PROVIDED DATA:
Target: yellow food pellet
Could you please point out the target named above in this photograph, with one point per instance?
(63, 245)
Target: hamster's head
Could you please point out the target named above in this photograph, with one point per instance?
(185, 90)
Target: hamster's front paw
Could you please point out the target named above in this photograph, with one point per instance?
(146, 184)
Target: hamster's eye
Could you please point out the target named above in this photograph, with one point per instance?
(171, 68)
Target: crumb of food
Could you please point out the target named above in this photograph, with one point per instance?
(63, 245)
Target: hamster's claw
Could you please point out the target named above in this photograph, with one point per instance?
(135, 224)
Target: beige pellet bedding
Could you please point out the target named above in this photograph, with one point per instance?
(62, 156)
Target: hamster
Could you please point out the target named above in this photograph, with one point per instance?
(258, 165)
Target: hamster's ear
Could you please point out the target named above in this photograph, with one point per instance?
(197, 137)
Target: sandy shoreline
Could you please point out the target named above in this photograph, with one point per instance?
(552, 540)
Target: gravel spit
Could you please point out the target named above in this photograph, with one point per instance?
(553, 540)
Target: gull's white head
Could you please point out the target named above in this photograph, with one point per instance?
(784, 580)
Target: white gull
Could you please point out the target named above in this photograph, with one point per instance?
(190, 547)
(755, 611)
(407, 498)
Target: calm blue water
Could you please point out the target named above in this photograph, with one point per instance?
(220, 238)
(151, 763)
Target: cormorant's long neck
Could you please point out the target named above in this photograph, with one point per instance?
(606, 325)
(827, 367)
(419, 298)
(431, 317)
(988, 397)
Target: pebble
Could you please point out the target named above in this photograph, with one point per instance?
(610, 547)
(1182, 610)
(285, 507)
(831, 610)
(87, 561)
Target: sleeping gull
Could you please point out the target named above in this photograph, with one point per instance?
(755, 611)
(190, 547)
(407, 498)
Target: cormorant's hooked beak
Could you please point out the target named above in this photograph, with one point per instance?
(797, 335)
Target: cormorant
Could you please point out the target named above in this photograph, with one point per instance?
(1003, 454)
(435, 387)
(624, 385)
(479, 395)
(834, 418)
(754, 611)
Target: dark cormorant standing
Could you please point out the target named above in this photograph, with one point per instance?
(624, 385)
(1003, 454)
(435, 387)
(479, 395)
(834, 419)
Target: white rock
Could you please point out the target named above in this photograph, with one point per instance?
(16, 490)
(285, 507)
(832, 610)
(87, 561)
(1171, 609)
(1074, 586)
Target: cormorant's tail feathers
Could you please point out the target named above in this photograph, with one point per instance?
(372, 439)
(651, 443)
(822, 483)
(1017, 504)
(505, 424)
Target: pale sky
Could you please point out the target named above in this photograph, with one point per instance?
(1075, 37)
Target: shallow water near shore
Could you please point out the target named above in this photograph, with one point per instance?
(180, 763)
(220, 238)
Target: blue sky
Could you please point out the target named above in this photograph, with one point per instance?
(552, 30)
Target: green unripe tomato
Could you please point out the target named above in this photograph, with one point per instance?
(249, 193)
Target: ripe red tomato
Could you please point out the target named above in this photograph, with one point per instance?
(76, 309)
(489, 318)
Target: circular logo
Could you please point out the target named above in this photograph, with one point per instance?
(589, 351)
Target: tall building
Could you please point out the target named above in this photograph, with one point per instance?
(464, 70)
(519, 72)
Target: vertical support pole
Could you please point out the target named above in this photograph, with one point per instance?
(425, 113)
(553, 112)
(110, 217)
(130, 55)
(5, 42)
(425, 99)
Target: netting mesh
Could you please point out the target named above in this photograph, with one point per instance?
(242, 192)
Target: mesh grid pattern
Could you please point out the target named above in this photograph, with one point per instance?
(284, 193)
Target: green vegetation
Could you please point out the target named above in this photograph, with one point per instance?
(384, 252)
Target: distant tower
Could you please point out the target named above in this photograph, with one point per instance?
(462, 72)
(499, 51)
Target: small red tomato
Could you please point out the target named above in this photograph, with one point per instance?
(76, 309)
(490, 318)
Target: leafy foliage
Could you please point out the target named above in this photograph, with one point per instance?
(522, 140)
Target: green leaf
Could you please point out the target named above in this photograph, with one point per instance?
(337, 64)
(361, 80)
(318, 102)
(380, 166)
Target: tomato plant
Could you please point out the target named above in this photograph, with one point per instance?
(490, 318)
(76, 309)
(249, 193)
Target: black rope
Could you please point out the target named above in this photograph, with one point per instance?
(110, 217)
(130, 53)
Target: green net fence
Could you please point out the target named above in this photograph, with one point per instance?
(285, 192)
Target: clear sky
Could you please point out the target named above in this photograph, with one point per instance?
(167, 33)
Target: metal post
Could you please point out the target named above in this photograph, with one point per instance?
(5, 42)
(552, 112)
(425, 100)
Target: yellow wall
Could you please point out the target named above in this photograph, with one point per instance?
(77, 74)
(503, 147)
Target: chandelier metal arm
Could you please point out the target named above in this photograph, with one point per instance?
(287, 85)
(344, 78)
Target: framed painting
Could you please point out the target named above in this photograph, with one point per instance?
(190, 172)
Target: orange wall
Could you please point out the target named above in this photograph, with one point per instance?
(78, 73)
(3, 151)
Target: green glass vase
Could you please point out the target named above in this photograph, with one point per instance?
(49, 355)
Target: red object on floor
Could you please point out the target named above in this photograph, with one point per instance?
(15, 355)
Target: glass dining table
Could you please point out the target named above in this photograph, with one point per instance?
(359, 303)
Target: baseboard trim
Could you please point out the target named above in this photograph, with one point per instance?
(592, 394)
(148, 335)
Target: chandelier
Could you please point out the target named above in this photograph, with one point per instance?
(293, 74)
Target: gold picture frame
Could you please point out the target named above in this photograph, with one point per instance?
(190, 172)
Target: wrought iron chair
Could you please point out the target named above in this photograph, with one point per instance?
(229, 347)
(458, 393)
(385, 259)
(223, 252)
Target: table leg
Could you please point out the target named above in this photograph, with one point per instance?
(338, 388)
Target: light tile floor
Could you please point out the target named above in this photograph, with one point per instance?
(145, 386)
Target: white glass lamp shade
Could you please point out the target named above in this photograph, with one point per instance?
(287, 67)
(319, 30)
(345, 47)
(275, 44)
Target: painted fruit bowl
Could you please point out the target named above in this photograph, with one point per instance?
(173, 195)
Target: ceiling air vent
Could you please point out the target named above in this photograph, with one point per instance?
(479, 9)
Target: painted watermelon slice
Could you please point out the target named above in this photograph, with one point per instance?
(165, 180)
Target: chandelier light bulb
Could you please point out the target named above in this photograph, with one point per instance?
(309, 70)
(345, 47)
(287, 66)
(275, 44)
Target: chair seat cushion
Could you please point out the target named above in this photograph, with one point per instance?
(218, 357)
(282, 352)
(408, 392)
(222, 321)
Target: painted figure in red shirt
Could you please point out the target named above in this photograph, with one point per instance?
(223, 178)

GOAL: Copy everything from the line "Target: ceiling air vent" down to the end of the entries, changing "painted" to "drawn" and leaving the rest as it is.

WRITTEN SOLUTION:
Target: ceiling air vent
Could you please point out the target named above in this photograph, with one point per instance?
(479, 9)
Target: drawn watermelon slice
Could you please point out the target named above in this photograph, with one point per instance?
(165, 180)
Target: chandelier light bulb
Could you please point out the target named above in this photograph, with one point per instance?
(309, 70)
(345, 47)
(287, 66)
(275, 44)
Target: chair seat cushion
Could you please point out the target named above in this photograph, with one point per instance?
(218, 357)
(282, 352)
(408, 392)
(222, 321)
Target: drawn figure in red shirt
Could you please point out the target named above in this photograph, with one point per instance?
(223, 178)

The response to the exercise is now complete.